# New "Elegance" web engine



## Tim Armes (Sep 4, 2009)

Hi all,
Just to let you know that I've release my first Web Engine for Lightroom, called 'Elegance'.
Elegance is intended to provide an elgant, site neutral showcase for you work. It's implemented in HTML and Javascript, no Flash, so it can be visited on mobile devices. iPhone users can even swipe between photos. You can read more about the gallery and my motivations (and leave feature requests) in my blog:
http://www.timothyarmes.com/blog/2''9/'9/elegance-a-new-web-engine-for-lightroom-2/
Regards,
Tim


----------



## sizzlingbadger (Sep 4, 2009)

Nice one Tim ! it looks great and fits in with exactly my concerns around Flash galleries. I use the Simple Viewer Flash gallery at present because it gives me the look I want but I would prefer not to use Flash if I could.

**DATASET CONTENT:**
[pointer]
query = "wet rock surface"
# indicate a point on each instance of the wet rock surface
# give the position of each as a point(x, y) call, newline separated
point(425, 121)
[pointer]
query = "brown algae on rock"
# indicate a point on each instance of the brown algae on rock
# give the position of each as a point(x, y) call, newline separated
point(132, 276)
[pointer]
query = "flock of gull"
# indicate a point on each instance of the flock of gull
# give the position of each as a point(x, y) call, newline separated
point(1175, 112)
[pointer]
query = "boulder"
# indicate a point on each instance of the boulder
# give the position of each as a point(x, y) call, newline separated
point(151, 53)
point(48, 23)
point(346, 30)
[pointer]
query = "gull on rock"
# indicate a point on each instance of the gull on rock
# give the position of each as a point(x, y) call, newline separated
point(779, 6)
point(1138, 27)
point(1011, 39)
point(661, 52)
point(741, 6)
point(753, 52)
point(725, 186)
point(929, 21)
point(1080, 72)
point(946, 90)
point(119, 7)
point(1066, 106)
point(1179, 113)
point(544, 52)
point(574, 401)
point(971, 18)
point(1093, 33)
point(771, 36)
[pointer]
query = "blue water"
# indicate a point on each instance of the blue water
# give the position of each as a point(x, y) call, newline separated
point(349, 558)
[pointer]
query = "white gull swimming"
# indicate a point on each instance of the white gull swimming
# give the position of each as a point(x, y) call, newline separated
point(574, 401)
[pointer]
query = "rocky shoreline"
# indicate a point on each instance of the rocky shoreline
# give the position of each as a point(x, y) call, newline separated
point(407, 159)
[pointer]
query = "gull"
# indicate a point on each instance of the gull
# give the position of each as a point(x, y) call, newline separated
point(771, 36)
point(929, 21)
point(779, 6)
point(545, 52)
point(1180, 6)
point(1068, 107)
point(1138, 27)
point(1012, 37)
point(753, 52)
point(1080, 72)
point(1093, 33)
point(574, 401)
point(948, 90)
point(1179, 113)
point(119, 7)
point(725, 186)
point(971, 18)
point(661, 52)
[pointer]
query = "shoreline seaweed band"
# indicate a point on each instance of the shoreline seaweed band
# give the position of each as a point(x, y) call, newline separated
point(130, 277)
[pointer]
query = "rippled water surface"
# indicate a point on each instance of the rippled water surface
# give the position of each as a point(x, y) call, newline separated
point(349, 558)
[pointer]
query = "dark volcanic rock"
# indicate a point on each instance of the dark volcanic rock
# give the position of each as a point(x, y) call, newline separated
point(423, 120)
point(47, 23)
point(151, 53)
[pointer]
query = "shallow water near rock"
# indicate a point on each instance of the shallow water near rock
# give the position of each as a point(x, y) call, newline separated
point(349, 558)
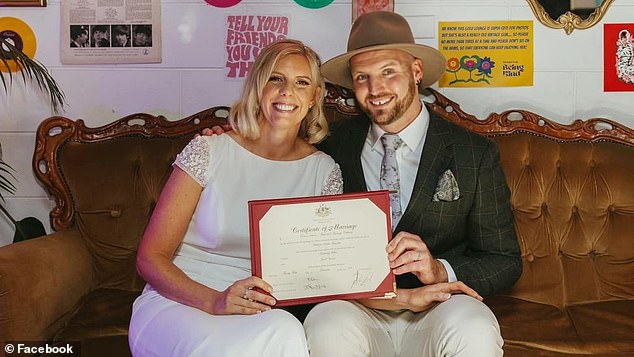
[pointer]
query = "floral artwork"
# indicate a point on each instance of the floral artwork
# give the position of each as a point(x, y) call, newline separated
point(470, 69)
point(486, 53)
point(360, 7)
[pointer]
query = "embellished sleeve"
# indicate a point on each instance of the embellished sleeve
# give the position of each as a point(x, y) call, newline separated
point(334, 183)
point(194, 160)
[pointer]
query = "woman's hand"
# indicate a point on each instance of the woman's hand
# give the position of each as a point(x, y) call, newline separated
point(243, 297)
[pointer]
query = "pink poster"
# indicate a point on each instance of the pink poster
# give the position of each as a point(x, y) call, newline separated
point(246, 35)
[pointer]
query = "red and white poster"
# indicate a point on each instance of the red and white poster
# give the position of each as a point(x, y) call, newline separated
point(246, 36)
point(360, 7)
point(618, 57)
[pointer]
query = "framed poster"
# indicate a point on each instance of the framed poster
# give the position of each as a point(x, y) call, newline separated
point(315, 249)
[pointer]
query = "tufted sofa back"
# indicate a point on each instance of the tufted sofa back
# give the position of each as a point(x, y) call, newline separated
point(573, 203)
point(106, 181)
point(572, 191)
point(572, 194)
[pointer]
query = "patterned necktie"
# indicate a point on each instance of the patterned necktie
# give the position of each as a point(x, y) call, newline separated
point(389, 174)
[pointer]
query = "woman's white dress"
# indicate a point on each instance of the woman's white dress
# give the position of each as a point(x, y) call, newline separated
point(215, 252)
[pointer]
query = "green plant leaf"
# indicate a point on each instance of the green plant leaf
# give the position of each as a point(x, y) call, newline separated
point(30, 71)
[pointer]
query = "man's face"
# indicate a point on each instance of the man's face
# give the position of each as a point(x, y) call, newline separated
point(83, 38)
point(385, 86)
point(122, 38)
point(140, 39)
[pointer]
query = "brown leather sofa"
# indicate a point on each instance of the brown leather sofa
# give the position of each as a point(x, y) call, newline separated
point(572, 194)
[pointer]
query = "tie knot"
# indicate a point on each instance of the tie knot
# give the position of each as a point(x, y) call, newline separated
point(391, 141)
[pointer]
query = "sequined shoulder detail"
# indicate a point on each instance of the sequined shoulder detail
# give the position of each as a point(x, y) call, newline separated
point(334, 184)
point(194, 159)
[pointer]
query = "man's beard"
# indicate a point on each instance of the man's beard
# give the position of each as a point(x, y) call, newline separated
point(389, 116)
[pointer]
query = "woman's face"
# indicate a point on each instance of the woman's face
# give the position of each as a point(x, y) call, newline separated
point(289, 92)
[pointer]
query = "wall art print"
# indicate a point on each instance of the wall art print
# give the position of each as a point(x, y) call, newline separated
point(618, 57)
point(246, 36)
point(487, 53)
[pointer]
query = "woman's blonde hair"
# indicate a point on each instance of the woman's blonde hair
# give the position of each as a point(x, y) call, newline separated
point(243, 115)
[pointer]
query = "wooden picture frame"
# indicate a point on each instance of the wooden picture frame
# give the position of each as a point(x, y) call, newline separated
point(22, 3)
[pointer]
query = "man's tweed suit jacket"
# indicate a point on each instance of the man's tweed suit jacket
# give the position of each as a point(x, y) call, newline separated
point(474, 233)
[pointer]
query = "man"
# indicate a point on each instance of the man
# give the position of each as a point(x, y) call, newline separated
point(142, 36)
point(79, 36)
point(453, 226)
point(121, 35)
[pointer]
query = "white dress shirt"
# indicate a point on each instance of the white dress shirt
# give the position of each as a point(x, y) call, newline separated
point(408, 158)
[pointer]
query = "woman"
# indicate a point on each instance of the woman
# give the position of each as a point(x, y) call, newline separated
point(200, 297)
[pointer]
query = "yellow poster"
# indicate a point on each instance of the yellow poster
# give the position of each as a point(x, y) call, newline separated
point(487, 53)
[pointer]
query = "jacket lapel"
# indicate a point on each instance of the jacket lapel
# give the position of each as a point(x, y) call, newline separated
point(351, 156)
point(435, 159)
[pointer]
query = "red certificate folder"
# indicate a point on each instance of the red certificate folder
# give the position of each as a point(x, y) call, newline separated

**REQUIRED ACTIONS:**
A. Name every web technology mentioned in the Elegance forum thread.
B. Shorten the paragraph of the Elegance forum thread that begins "Elegance is intended to provide" into a few brief sentences that keep its main facts.
C. Write the next post in the Elegance forum thread, following the reply from sizzlingbadger.
The rows have no connection to the Elegance forum thread.

**RESULTS OF THE TASKS:**
A. HTML, Javascript, Flash

B. Elegance offers an elegant, site-neutral showcase for work. It is built in HTML and Javascript rather than Flash, so mobile devices can view it, and iPhone users can swipe between photos. The blog gives more on the gallery and its motivations and takes feature requests.

C.
----------



## sizzlingbadger (Sep 5, 2009)

I have already updated my website galleries with your new LR Engine and it works like a charm. Have a well earned beer on my donation !


----------



## Tim Armes (Sep 17, 2009)

Just to let you know that 1.1' is out. Elegance is now compatible with The Turning Gate's XML auto index galleries.

Tim


----------



## sizzlingbadger (Sep 17, 2009)

Cheers Tim, any other minor fixes ?


----------



## Katherine Mann (Oct 27, 2009)

It's gorgeous. Thanks. Just bought it. Now I have to figure out how to implement it.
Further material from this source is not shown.